- Opening Delimiter -

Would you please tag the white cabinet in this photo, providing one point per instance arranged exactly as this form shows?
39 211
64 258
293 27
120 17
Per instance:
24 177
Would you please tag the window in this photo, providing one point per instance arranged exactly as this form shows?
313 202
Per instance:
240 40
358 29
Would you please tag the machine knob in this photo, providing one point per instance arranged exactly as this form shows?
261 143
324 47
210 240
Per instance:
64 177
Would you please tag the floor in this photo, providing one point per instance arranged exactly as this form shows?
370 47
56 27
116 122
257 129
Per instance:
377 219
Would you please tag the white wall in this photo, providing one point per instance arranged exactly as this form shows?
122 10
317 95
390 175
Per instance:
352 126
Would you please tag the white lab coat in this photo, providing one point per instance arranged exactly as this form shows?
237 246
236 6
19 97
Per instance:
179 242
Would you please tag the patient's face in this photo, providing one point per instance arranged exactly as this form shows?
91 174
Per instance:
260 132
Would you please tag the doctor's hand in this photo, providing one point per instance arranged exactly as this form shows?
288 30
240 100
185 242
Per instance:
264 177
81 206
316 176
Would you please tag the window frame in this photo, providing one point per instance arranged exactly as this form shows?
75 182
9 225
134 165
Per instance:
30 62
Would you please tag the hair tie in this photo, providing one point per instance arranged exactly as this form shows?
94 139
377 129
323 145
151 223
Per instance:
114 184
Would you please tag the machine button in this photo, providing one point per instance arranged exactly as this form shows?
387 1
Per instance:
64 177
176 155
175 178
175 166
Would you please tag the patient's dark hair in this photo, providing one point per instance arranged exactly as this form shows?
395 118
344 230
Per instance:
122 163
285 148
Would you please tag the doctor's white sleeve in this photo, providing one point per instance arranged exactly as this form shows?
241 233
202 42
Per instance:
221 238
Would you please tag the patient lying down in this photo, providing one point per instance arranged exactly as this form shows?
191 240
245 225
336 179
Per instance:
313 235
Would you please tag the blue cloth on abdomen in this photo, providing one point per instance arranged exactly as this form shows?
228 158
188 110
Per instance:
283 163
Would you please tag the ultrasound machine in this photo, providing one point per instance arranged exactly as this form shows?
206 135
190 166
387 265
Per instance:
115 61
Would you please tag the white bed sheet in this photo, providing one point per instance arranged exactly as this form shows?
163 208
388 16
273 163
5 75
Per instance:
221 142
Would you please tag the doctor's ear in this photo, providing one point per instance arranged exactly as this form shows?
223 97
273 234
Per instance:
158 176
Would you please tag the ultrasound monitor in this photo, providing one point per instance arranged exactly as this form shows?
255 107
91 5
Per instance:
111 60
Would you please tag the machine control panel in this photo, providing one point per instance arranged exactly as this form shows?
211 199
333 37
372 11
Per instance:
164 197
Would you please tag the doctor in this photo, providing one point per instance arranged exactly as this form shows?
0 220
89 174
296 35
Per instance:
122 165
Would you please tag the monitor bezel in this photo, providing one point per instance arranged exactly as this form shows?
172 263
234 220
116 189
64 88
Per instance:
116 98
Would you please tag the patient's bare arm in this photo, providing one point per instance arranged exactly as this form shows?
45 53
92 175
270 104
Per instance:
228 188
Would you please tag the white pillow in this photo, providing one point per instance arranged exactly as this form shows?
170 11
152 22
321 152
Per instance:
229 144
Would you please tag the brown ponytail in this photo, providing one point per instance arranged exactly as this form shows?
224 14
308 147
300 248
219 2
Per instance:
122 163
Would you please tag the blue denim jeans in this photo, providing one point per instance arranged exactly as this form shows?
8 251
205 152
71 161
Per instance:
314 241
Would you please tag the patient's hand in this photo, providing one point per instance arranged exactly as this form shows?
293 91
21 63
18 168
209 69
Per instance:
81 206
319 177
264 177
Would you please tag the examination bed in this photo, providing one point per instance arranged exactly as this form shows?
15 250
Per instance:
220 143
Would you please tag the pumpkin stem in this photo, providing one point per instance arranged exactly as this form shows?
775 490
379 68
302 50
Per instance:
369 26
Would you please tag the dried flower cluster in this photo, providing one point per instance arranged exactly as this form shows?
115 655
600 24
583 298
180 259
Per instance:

- Closing Delimiter -

◆ YOUR GOAL: Whenever the string "window" shows up in a line above, copy that line.

◆ ANSWER TO THIS EXERCISE:
Would you please tag the window in this photo, providing one point per instance arranged exactly as this form shows?
Would you please tag the window frame in this photo, providing one point per instance arranged exactly as this form shows?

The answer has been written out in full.